- Your goal -
Present the lines below as a numbered list, skipping any blank lines. Leave the pictures out of your answer.

Stored entries
· · · · · · ·
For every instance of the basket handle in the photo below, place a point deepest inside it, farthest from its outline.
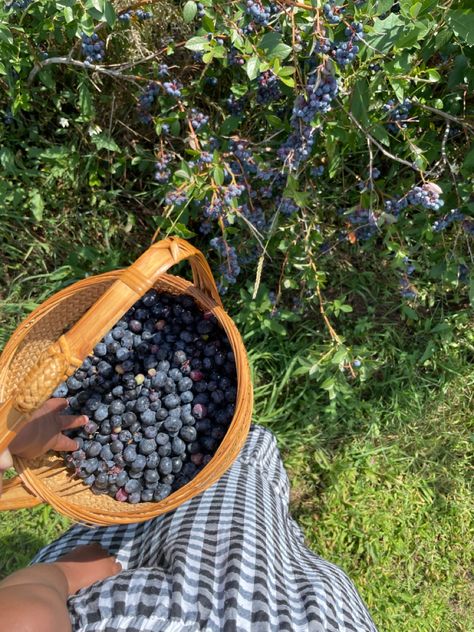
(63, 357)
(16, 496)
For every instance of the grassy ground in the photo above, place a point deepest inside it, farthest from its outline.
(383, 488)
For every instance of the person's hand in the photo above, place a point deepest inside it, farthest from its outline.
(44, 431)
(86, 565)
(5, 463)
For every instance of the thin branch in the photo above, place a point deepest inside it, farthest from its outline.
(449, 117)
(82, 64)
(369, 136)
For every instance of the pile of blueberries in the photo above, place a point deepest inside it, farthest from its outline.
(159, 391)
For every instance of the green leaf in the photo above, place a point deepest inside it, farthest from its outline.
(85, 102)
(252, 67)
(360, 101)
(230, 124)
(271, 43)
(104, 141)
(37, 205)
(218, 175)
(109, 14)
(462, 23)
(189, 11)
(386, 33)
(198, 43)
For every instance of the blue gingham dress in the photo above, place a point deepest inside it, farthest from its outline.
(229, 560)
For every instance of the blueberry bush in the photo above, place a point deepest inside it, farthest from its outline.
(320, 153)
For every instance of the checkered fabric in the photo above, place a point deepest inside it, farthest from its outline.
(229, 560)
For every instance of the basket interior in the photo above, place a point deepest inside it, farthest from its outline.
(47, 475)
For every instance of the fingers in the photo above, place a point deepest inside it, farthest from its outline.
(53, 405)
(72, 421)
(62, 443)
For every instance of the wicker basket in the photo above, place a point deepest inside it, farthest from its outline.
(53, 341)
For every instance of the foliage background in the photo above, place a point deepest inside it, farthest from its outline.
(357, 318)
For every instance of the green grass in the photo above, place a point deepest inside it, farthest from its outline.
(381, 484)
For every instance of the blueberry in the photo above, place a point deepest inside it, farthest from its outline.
· · · · · · ·
- Result of the exercise -
1. For every instance of the basket handle in the photo below, place a point deepest inside it, farthest from its outline.
2. (63, 357)
3. (16, 496)
4. For every instance of the grassy ground in the photo above, place a point deepest inside it, farthest from its outline.
5. (383, 488)
6. For every instance of the person's hand in the photo above, place a point deepest inside it, farthest from its outline.
7. (44, 431)
8. (86, 565)
9. (5, 463)
10. For every instance of the thin branch in the photo above, place a point deepest inside it, farthest from its outline.
11. (449, 117)
12. (82, 64)
13. (369, 136)
14. For every instance of the pile of blueberries in the photo above, place a point deepest inside it, farthest from its outline.
15. (159, 391)
16. For every instance of the green leaf in the photo above, place a point deepest inside it, farthest from its outline.
17. (85, 102)
18. (252, 67)
19. (360, 101)
20. (230, 124)
21. (271, 43)
22. (104, 141)
23. (37, 205)
24. (218, 175)
25. (109, 14)
26. (462, 23)
27. (189, 11)
28. (386, 33)
29. (198, 43)
30. For every instance of the blue gingham dress in the photo above, place a point deepest inside it, farthest from its outline.
31. (229, 560)
32. For every instance of the blueberry bush in the photo above, place a point deepest inside it, farthest from its outline.
33. (320, 153)
34. For every instance of the checkered fabric in the photo above, place a point deepest inside it, farthest from its outline.
35. (229, 560)
36. For every instance of the basket interior in the photo above, place a point deepest inside it, farthest from its outline.
37. (47, 475)
38. For every instance of the fingers in the photo above, place a point deepest inside it, farthest from its outline.
39. (53, 405)
40. (72, 421)
41. (62, 443)
42. For every instance of the wicker basket in the photo above, place a point deepest inside it, farthest from its outline.
43. (53, 341)
44. For every instance of the foliage background in the photo above, place a point deepest inside it, farthest from its outline.
45. (357, 318)
46. For every instance of the green grass in the photo above, place a point deepest inside it, farthest from its outline.
47. (381, 484)
48. For every instance of the blueberry in the photo above, place a point deepest inside it, farthest from its outline.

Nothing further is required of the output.